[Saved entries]

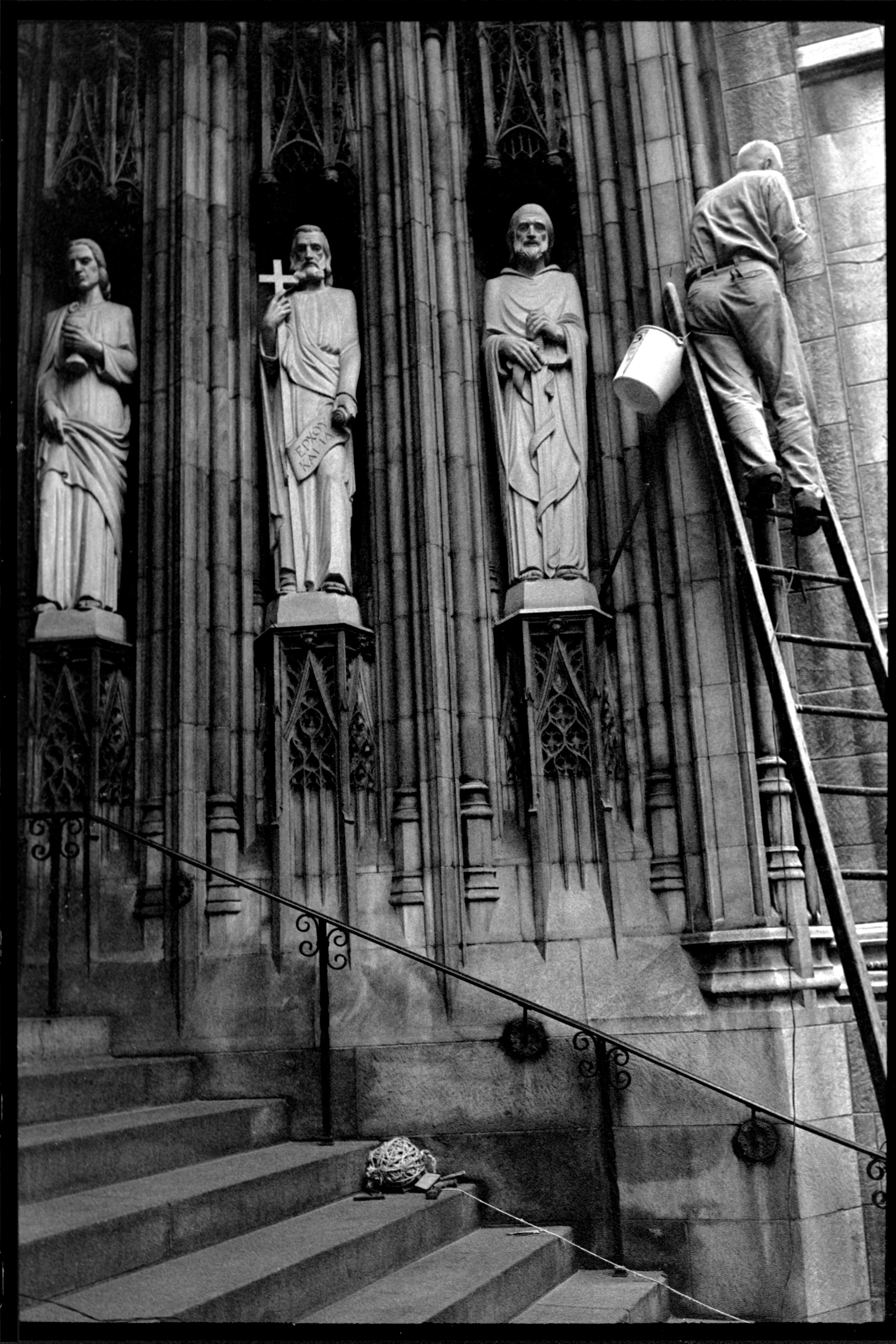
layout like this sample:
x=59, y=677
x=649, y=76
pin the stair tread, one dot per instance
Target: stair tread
x=108, y=1123
x=590, y=1298
x=187, y=1283
x=426, y=1288
x=109, y=1204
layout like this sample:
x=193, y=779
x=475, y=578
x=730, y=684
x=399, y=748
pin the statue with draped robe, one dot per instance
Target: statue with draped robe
x=535, y=359
x=88, y=362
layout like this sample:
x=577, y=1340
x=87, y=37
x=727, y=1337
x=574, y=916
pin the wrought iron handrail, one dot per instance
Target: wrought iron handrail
x=623, y=1050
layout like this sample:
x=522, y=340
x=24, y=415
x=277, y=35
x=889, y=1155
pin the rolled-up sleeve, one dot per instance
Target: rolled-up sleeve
x=786, y=230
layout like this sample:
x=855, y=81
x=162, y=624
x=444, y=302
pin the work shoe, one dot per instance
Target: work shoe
x=808, y=511
x=762, y=488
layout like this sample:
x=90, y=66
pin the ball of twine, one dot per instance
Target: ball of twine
x=398, y=1162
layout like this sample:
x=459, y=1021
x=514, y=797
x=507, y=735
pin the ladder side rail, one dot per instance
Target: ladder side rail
x=856, y=597
x=802, y=775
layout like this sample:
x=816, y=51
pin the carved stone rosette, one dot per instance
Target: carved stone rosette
x=551, y=726
x=323, y=756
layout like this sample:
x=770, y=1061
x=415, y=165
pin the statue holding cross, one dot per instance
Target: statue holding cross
x=311, y=362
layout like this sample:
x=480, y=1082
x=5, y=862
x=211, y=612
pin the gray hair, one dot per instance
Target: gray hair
x=754, y=155
x=105, y=288
x=314, y=229
x=514, y=222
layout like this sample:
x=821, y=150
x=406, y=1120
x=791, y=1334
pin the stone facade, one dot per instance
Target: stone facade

TASK DETAILS: Output only a verbatim copy of the lines spanning from the line that contains "x=649, y=76" to the end of the records above.

SOLUTION FOR THIS EXERCISE:
x=649, y=76
pin the stair tread, one dot per instance
Target: stair tread
x=108, y=1123
x=590, y=1298
x=187, y=1283
x=426, y=1288
x=109, y=1204
layout like this sample:
x=193, y=779
x=475, y=578
x=730, y=684
x=399, y=748
pin the statue with draped robe, one dot per instance
Target: statue with draped robe
x=535, y=359
x=88, y=362
layout like this sample:
x=577, y=1340
x=87, y=37
x=727, y=1337
x=574, y=916
pin the wrought iron handrail, one dot per instance
Target: wrought iron handrail
x=623, y=1050
layout like this sample:
x=522, y=340
x=24, y=415
x=277, y=35
x=889, y=1155
pin the rolled-up sleeve, one dot per instance
Target: rolled-up sleeve
x=786, y=230
layout like this sample:
x=855, y=81
x=162, y=624
x=444, y=302
pin the work shoe, one dot per instance
Target: work shoe
x=808, y=511
x=762, y=488
layout like this sample:
x=90, y=66
pin the ball of twine, one dot per instance
Target: ball of twine
x=398, y=1162
layout like this sample:
x=459, y=1021
x=514, y=797
x=507, y=735
pin the ladder side rail, one dot per instance
Target: ladder side rail
x=856, y=597
x=802, y=775
layout like this sample:
x=816, y=51
pin the carved stone rosette, one dot per instance
Target: carved stone rosette
x=551, y=726
x=323, y=756
layout like this sample:
x=770, y=1061
x=415, y=165
pin the statue holding cross, one dot per instance
Target: statue holding cross
x=311, y=362
layout like this sample:
x=480, y=1082
x=5, y=862
x=211, y=612
pin the gray hair, one dot per instance
Target: gray hair
x=754, y=155
x=105, y=288
x=314, y=229
x=514, y=222
layout like this sample:
x=821, y=150
x=406, y=1120
x=791, y=1334
pin the stone facade, one dot per instance
Target: stone facade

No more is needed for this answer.